→ **YOUR GOAL**
Without altering anything, repeat each of the records.

Lines of data:
+-------+

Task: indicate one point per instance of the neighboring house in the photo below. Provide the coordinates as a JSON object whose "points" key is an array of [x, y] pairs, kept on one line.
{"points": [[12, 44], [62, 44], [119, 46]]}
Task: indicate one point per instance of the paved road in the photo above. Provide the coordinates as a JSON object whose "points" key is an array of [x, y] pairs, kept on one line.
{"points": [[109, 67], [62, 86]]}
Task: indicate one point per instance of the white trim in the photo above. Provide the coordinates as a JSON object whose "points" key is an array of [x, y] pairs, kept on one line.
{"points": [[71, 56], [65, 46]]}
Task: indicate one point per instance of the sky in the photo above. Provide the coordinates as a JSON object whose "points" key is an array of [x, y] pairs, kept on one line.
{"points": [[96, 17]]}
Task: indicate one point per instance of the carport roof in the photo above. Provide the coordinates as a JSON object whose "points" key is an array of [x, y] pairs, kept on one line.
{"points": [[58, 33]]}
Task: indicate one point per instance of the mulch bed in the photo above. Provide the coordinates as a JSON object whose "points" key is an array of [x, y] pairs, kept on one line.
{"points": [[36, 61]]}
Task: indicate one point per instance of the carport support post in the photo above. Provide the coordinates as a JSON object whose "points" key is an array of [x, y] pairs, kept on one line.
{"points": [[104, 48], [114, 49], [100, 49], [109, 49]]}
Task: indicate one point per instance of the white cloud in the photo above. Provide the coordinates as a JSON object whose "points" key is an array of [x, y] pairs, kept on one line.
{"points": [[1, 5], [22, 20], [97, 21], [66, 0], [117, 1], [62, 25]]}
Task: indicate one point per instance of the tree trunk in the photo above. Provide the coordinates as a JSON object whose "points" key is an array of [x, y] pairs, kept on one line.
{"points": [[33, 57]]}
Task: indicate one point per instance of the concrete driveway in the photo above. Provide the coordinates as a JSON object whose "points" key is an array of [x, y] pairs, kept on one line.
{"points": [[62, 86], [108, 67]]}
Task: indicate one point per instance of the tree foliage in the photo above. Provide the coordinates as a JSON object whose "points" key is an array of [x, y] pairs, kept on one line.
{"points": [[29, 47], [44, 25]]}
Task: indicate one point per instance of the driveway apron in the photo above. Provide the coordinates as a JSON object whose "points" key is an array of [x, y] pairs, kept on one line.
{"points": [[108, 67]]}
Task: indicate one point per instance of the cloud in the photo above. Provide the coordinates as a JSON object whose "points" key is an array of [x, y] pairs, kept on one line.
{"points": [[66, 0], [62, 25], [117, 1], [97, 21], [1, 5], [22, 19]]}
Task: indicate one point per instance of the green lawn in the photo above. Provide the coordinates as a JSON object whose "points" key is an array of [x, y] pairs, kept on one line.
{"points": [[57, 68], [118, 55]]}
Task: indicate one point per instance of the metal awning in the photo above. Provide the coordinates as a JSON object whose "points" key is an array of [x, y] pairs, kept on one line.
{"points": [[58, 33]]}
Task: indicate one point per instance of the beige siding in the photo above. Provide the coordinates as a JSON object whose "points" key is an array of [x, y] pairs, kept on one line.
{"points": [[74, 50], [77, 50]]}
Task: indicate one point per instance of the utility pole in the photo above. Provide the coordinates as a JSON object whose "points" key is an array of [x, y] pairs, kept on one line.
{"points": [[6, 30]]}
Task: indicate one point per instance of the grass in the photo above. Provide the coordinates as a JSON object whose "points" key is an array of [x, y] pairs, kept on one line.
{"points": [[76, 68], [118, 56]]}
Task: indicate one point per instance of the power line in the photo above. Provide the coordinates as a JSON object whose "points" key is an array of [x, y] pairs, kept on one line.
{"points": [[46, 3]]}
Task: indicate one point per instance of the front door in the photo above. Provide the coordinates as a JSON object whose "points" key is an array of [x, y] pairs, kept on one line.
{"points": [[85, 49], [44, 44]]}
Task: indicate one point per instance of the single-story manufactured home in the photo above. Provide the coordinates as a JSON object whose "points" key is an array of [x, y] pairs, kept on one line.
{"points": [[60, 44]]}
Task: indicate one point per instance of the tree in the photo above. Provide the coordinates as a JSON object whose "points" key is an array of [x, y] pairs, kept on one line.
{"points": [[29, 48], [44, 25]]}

+-------+

→ **ANSWER IN FULL**
Task: indicate one point per instance of the neighboring house in the photo below. Provide the coordinates as a JSON object whose "points" key is an array of [x, y] pairs, kept on one line.
{"points": [[12, 44], [62, 44], [119, 46]]}
Task: indicate one point per instance of the paved road in the photo above. Provide the coordinates as a JSON object whose "points" key is an array of [x, y] pairs, kept on one line.
{"points": [[109, 67], [62, 86]]}
Task: indicate one point per instance of the white trim in the photo above. Provide the coordinates as a JSON object whose "points" key is an array of [x, y] pairs, kept on one line.
{"points": [[71, 56], [65, 46]]}
Task: indicate one point per instance of the sky in the photo above. Provide the coordinates as a JSON object whose "points" key is an array of [x, y] pairs, kept on one line.
{"points": [[96, 17]]}
Task: indicate one point per instance of the carport roof in the photo above. Provide the coordinates as a JSON object whose "points" key is an array of [x, y] pairs, kept on one line.
{"points": [[58, 33]]}
Task: indicate one point per instance of the mulch bed in the photo above. Provide the coordinates as a JSON object whose "points" key is an array of [x, y] pairs, kept on one line.
{"points": [[36, 61]]}
Task: indicate one point per instance of the carport support post in the photo above. Provide the coordinates as a JSON object whose "points" key is an array of [x, y] pairs, kept on one line.
{"points": [[104, 48], [114, 49], [100, 49], [109, 49]]}
Task: indicate one point per instance of the white cloud in the photo above. Provide the coordinates as a JSON object whose "points" key is an array of [x, y] pairs, kept on one line.
{"points": [[1, 5], [22, 20], [97, 21], [66, 0], [117, 1], [62, 25]]}
Task: indicate one point per instance of the tree trunk in the photo above. Provide the coordinates as a JSON object whose "points" key is an array of [x, y] pairs, kept on one line.
{"points": [[33, 57]]}
Task: indicate one point per instance of the concrete driveway in the photo above. Provide the coordinates as a JSON object whose "points" key is an array of [x, y] pairs, kept on one line.
{"points": [[62, 86], [108, 67]]}
Task: indicate one point per instance of the tree foliage in the photo above. Provide the coordinates as a JSON object whose "points" key is an array of [x, y] pairs, kept on one line.
{"points": [[29, 47], [44, 25]]}
Task: indicate one point per instance of the driveway apron in the photo above. Provide the coordinates as a JSON object whose "points" key is an array of [x, y] pairs, kept on one line.
{"points": [[108, 67]]}
Task: indicate one point per instance of the cloud in the photo above. Provide the coordinates as a JSON object whose "points" key is an array of [x, y] pairs, kept on one line.
{"points": [[66, 0], [62, 25], [117, 1], [97, 21], [1, 5], [22, 19]]}
Task: indicate one point per instance of the green lawn in the photo above. Provide the coordinates as a JSON object whose "points" key is an array of [x, y] pairs, kept on one line.
{"points": [[57, 68], [118, 55]]}
Task: indicate one point per instance of the metal awning in the photo above. Provide the coordinates as a JSON object whose "points" key is an array of [x, y] pairs, kept on one line.
{"points": [[58, 33]]}
Task: indicate one point per instance of the beige siding in the photo above. Provide the coordinates as a JSON object whose "points" key is an array of [x, y] pairs, kept on one line.
{"points": [[74, 50], [77, 50]]}
Task: indicate one point per instance of the utility pole in the photo above. Provide the coordinates as a JSON object whose "points" key is an array of [x, y] pairs, kept on one line.
{"points": [[6, 30]]}
Task: indicate one point per instance of the grass in the photo above. Provide the coordinates as a JSON object whose "points" key is an array of [x, y] pairs, kept on one line.
{"points": [[76, 68], [118, 56]]}
Task: indicate one point per instance of the power line in the photo above. Provide the coordinates as a JSON object whose "points" key is an array of [x, y] pairs, kept on one line.
{"points": [[46, 3]]}
Task: indicate one point per instance of the front door in the photo above. Provide the coordinates as a JSON object whose "points" key is an array of [x, y] pairs, kept on one line.
{"points": [[85, 49], [44, 44]]}
Task: indicate one point per instance of the single-story manufactured home in the photo above. Provide the coordinates as a JSON object whose "points" key is an array of [x, y] pairs, kept on one line.
{"points": [[60, 44]]}
Task: indicate one point per instance of the tree in the photo above. Provide the coordinates as a JSON object whose "points" key is an array of [x, y] pairs, kept on one line.
{"points": [[29, 48], [44, 25]]}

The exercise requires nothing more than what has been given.